*Text segment:*
__________
Tim X
3/17/2007 6:27:00 AM
"Edgardo Hames" <ehames@gmail.com> writes:
> Some time ago I remember reading a post in this list against using
> ".*" regexp but I cannot find it -- I guess I don't remember the right
> keywords :(
> Does anyone remember that?
>
> Thanks a lot,
> Ed
I don't remember seeing anything that explicitly states that you should not use
..* - however, many people do use it when they shouldn't. If we assume the
regexp engine is correct (and there have been some posts regarding the
correctness of ruby's regexp in version 1.8), there shouldn't be any issue with
using .*, but there are some points to consider. Many of these relate to the
more general application of regular expressions. Possibly the main issue
relates to how the RE is anchored.
__________
*Tasks to carry out:*
A: Substitute "central" for "innermost" in the rows, covering everything from the line containing "Wildlife-count tagging: point out every instance of the white" down to the last row. Write out only those lines, leaving all else unchanged.
B: Pick up the forum post about using ".*" in regular expressions and continue it after its final sentence.
The forum post on regular expressions and the rows that follow it are separate material.
__________
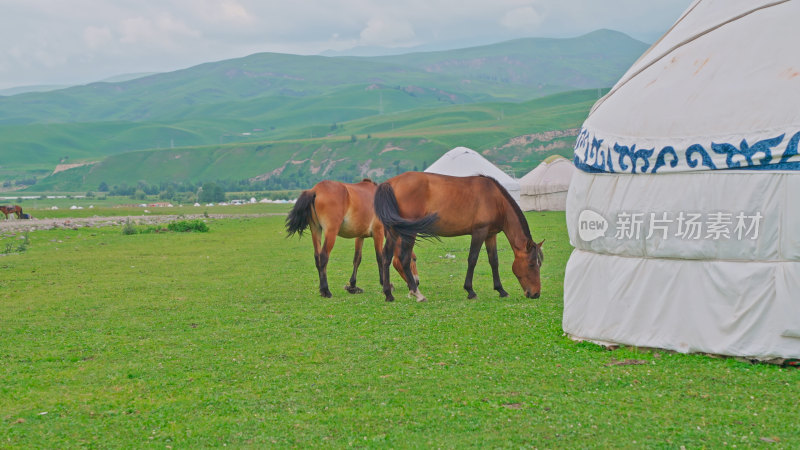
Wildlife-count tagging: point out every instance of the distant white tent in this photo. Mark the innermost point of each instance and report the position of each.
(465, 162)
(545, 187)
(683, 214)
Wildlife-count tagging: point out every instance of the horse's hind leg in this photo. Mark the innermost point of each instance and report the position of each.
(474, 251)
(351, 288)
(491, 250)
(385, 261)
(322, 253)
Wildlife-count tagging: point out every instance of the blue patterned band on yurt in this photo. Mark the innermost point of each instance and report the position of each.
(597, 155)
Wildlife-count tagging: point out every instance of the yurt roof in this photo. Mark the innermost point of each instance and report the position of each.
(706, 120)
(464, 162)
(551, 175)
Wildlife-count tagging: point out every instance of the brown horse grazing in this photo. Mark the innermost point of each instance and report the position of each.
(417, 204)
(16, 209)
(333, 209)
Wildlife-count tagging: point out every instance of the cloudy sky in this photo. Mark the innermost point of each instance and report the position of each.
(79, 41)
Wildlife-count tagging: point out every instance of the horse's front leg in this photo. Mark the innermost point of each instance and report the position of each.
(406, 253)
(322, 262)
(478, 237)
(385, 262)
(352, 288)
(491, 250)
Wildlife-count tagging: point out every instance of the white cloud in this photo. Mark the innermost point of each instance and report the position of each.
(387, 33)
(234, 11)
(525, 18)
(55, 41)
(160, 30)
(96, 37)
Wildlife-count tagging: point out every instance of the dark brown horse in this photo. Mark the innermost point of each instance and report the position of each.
__________
*Answers provided:*
A:
Wildlife-count tagging: point out every instance of the white cloud in this photo. Mark the central point of each instance and report the position of each.
(387, 33)
(234, 11)
(525, 18)
(55, 41)
(160, 30)
(96, 37)
Wildlife-count tagging: point out every instance of the dark brown horse in this photo. Mark the central point of each instance and report the position of each.

B:
If you just have a RE of .*, well, your pretty much matching against the whole
string and I guess you would say the match is pretty pointless. More often you
will use .* with some other constructs. In this situation, you do need to be
careful to ensure the RE is anchored in some way. If not adequately anchored,
your RE match can involve a lot of backtracking. The .* is greedy and will
attempt to match the biggest string possible, then the next biggest and then
the next to next biggest and so on. If you don't have adequate anchoring, in
the worst case, it will back track to the very first character - for a long
string, this could be very inefficient. In fact, I remember seeing a post from
someone in the perl group years ago who thought they'd found a bug in perl that
caused it to go into an infinite loop. It turns out it wasn't infinite, just a
poorly anchored RE which was taking so long to do all the backtracking that it
gave the appearance of an infinite loop - if theuser had waited long enough,
the program would have terminated eventually.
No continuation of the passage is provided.